Aurora Global Database with managed failover:

# Enable managed planned failover
aws rds modify-global-cluster \
  --global-cluster-identifier myapp-global \
  --enable-global-write-forwarding

ElastiCache Global Datastore (Redis):

aws elasticache create-global-replication-group \
  --global-replication-group-id-suffix myapp \
  --primary-replication-group-id myapp-us-east-1 \
  --region us-east-1

aws elasticache create-replication-group \
  --replication-group-id myapp-eu-west-1 \
  --global-replication-group-id myapp-global \
  --replication-group-description "EU West 1 cache" \
  --region eu-west-1

Route 53 health checks with automatic failover:

{
  "RecordSets": [
    {
      "Name": "app.example.com",
      "Type": "A",
      "SetIdentifier": "US-EAST-1",
      "GeoLocation": {"ContinentCode": "NA"},
      "HealthCheckId": "health-check-us-east-1",
      "AliasTarget": {
        "DNSName": "app-alb-us-east-1.amazonaws.com"
      }
    },
    {
      "Name": "app.example.com",
      "Type": "A",
      "SetIdentifier": "EU-WEST-1",
      "GeoLocation": {"ContinentCode": "EU"},
      "HealthCheckId": "health-check-eu-west-1",
      "AliasTarget": {
        "DNSName": "app-alb-eu-west-1.amazonaws.com"
      }
    }
  ]
}

Recovery Process

Automatic failover (no manual intervention):

Route 53 health check detects failure (30-90 seconds)
Traffic automatically shifts to healthy region (DNS propagation 10-60 seconds)
Users continue without interruption (may see brief latency increase)

Example: us-east-1 fails

North America users (previously us-east-1): Automatically route to eu-west-1
Latency increases from 50ms → 120ms, but service remains available
Europe users (previously eu-west-1): No change

Manual verification:

Confirm traffic shifted successfully (CloudWatch metrics)
Verify database replication lag (should remain <1s)

Exercise —
Answer each question from the failover text above, one answer per line.
(a) What replication-group ID does the text assign to the "EU West 1 cache"?
(b) How long does the Route 53 health check take to detect a failure?
(c) In the example where us-east-1 fails, how far does latency rise for North America users?

Source data —
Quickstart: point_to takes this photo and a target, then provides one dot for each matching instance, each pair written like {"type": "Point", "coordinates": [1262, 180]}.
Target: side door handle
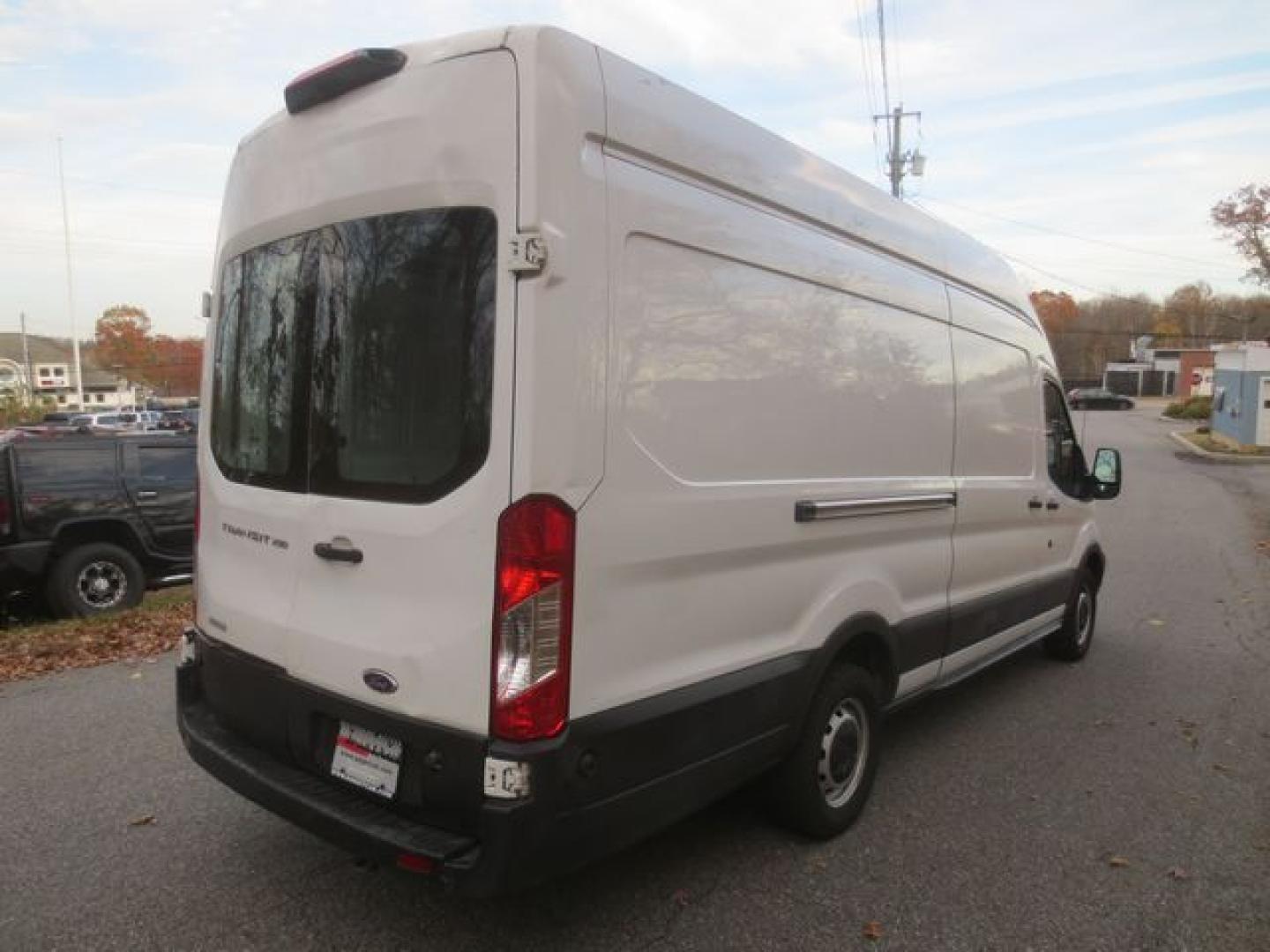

Written answer —
(a) myapp-eu-west-1
(b) 30-90 seconds
(c) From 50ms to 120ms